▸ **Questions to answer**:
(1) Name every U.S. state mentioned in the article on Missouri marijuana legislation.
(2) Write the next portion of the article on Missouri marijuana legislation, starting after its last sentence.

▸ **Document section**:
----------

So maybe the real question is how. Just because legislators, the general public and advocacy groups seem more ready to agree that medical marijuana is a positive, that does not mean there is agreement on the specifics.

Hinson’s stated intentions with his legislation come from a desire to help people with chronic illnesses or pain, it comes with a great deal of regulation that some find unnerving. Eapen Thampy, a lobbyist for Heartland Priorities who has fought on the front lines in the fight against marijuana prohibition in Missouri, is encouraged by the increased interest in medical marijuana, but he does not believe Hinson’s bill is the answer.

“Hinson’s bill is inadequate… for a couple of reasons,” he said. “Number one, his bill goes to the ballot. Number two, it has a very restrictive set-up where you have to have $500,000 in the bank basically to apply for one of 30 licenses.”

Those licenses deal with cultivators or actual marijuana plants. While Thampy said New Approach Missouri’s IP would require a minimum of 75 licenses for cultivators, the limit proposed by Hinson’s bill means only a handful of wealthy farmers would be able to control the entire state. Last November, an Ohio ballot measure seeking to legalize and regulate marijuana failed because it gave exclusive production and cultivation rights to just 10 facilites.

“This is a state that respects and values economic freedom,” Thampy said. “It’s all about opportunity. If we’re going to have a new market, why do we want to restrict entrepreneurs and economic activity from coming to the state? Why do we want to create economic systems or market systems where only the rich get to play?

“If you pass a restrictive system like Hinson’s bill, you’re going to continue seeing young people go to Colorado, go to California where they can enter this industry.”

Thampy told a story of a visit he made to an edibles manufacturing company in Colorado Springs, Colorado that is owned and operated by eight ex-Missourians.

Ellington
Ellington

For Rep. Brandon Ellington, D-Kansas City, there are other issues at play besides just legalization or otherwise. Ellington has his own bill that would make even recreational marijuana fully legalized in Missouri and regulated similarly to alcohol, but the problem for Ellington stems from his belief that Republicans have not made inroads on some of the other underlying issues that come with legislation regarding cannabis, especially the people sent to jail for marijuana offenses.

----------

▸ **Dataset items**:

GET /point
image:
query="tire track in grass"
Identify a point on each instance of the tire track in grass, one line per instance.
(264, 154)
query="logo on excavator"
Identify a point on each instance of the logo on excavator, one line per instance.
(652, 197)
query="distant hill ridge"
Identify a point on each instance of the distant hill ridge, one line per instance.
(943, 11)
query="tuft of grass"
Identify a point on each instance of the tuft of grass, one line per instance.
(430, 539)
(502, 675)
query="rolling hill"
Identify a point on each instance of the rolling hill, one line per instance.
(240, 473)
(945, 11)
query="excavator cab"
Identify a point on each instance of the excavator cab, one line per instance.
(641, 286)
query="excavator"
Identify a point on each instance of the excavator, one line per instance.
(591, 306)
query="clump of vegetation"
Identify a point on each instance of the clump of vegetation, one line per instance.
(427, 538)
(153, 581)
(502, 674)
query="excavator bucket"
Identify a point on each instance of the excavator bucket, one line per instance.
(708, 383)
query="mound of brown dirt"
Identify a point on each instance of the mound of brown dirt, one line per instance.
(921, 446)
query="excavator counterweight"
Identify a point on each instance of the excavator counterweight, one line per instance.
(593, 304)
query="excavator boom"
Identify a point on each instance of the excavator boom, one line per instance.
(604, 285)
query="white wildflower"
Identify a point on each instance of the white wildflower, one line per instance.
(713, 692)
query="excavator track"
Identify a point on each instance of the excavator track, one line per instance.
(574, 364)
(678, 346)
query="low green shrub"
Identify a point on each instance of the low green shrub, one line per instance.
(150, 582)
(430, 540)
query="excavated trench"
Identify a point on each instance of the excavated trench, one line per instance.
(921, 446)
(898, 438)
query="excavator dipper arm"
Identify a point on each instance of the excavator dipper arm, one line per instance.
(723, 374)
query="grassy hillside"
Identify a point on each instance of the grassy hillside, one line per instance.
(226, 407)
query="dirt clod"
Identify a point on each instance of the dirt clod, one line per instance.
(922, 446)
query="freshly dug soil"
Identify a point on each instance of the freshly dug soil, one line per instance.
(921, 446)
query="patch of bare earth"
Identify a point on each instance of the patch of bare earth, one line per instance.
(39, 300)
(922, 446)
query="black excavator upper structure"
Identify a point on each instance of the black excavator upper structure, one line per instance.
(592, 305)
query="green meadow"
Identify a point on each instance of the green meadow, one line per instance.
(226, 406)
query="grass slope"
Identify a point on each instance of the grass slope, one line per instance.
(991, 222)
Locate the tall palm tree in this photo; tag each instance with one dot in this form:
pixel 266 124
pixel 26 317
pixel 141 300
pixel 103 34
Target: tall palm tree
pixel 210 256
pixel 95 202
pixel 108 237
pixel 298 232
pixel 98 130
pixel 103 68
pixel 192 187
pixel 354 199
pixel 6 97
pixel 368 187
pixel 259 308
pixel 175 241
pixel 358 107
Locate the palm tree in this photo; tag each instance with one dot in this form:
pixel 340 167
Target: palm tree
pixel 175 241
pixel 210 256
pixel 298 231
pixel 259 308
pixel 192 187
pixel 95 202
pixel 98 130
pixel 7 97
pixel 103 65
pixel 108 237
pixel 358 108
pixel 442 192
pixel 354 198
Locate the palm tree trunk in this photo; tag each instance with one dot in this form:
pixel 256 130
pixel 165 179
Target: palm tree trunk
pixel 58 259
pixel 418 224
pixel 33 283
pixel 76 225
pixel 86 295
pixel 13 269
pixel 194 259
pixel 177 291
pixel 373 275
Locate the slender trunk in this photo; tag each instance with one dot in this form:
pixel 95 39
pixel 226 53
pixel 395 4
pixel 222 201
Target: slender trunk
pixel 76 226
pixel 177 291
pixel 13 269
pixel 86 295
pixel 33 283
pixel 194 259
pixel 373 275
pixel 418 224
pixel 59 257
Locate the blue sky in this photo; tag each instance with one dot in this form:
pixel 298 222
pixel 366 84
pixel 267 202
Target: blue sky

----------

▸ **Answer list**:
(1) Missouri, Ohio, Colorado, California

(2)
“It would be encouraging… if the Republican party was willing to work on anything related to non-violent expungement or they were willing to work on anything retroactively on marijuana convictions or anything like that, but they’re not,” he said.

He also has some reservations, as Thampy does, with the economic side of things. He questions when Republicans state they are pushing their bills for purely medical reasons because many of the bills put restrictions on who can grow and sell or otherwise distribute cannabis and effectively shrink the market.

“I do think the Republican Party is on board now, but I think it’s solely about the amount of revenue it would bring to the state,” he said. “In one of the bills, you can see certain carve-outs for industries that would benefit. Not everyone would be able to benefit by growing themselves.

“For the last couple of years, we had medical marijuana bills in the House. We’ve seen very slow movement on any of those pieces of legislation. A year ago, we had the CBD oil that came through committee. There was a lot of misinformation that came out from some of my colleagues on the committee. We ended up passing that for medical benefits, but I don’t think the actual sentiment is pure.”

Still, he says that progress is progress and that he hopes the legislature does pass a version of legislation that would decriminalize marijuana, either medical or recreational.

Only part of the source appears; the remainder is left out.